§ What you will do: Reproduce verbatim every line of the records below, beginning with the line that contains "Where can you see the back" and continuing through the end of the records.
[BEGIN Raw records]
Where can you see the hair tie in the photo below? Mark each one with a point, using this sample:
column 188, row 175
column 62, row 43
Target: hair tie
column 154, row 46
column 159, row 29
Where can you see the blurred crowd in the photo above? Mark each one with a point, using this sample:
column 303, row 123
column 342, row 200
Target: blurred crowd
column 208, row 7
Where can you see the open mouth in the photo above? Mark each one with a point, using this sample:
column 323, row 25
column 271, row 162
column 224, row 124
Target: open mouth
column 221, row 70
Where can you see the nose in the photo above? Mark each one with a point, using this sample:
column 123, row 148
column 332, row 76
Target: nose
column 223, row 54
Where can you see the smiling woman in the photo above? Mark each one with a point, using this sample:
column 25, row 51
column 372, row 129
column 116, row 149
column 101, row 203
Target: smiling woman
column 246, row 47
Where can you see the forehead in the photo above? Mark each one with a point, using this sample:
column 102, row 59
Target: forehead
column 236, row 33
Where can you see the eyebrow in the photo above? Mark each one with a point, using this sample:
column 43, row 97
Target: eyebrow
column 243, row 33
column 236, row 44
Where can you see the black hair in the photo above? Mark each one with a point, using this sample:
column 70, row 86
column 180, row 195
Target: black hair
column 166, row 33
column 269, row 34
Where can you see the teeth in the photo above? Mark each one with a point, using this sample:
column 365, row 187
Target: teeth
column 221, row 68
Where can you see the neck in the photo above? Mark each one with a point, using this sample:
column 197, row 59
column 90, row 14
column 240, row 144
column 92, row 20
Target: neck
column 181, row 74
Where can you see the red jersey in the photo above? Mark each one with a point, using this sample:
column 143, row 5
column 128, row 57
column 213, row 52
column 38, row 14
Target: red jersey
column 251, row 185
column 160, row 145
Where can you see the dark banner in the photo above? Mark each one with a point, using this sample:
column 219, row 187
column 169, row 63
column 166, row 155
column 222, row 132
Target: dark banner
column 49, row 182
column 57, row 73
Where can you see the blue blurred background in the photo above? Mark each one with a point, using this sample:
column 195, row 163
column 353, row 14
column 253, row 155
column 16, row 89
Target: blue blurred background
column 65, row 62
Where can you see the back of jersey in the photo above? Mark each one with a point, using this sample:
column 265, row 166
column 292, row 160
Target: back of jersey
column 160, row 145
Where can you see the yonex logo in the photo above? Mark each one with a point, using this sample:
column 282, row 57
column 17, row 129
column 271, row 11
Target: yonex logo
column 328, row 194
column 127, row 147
[END Raw records]
§ Expected answer:
Where can you see the back of jersey in the photo above? Mark each one with a point, using this sample:
column 265, row 166
column 292, row 160
Target: back of jersey
column 160, row 145
Where can you see the yonex logo in the photo above? Mark each one with a point, using this sample:
column 282, row 57
column 17, row 129
column 271, row 11
Target: yonex logo
column 328, row 194
column 127, row 147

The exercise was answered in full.